Echo verbatim, and with nothing else, the lines of the items below running from the one containing "to the tire" through the one containing "pixel 594 354".

• _Records_

####

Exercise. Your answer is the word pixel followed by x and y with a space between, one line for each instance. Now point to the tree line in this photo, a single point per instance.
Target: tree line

####

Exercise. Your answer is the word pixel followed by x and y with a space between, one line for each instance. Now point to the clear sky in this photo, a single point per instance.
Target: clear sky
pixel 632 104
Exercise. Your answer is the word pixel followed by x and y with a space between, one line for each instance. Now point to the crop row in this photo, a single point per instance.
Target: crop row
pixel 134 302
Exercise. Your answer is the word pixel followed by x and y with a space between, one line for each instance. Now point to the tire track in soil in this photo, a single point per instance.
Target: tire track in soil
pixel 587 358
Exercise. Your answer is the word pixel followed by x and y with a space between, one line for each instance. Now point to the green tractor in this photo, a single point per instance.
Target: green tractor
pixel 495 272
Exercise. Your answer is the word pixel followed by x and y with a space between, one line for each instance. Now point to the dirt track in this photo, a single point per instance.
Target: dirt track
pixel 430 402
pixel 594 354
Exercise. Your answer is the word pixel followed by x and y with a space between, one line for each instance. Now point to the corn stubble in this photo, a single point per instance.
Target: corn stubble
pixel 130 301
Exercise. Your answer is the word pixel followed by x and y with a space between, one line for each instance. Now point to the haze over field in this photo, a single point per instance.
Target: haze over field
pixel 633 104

####

• _Exercise answer_
Exercise. Your answer is the word pixel followed by x and y with a space between, one line for each instance. Now point to the tire track in soil in this photo, a single point per instance.
Target: tire track in soil
pixel 587 358
Exercise. Your answer is the word pixel followed by x and y with a space between, one line for each instance. Now point to the green tractor in this photo, a single point per instance.
Target: green tractor
pixel 495 272
Exercise. Your answer is the word pixel followed by x and y with a space between, one line for each instance. Now point to the dirt track in this photo, a single point per instance.
Target: dirt track
pixel 430 402
pixel 594 354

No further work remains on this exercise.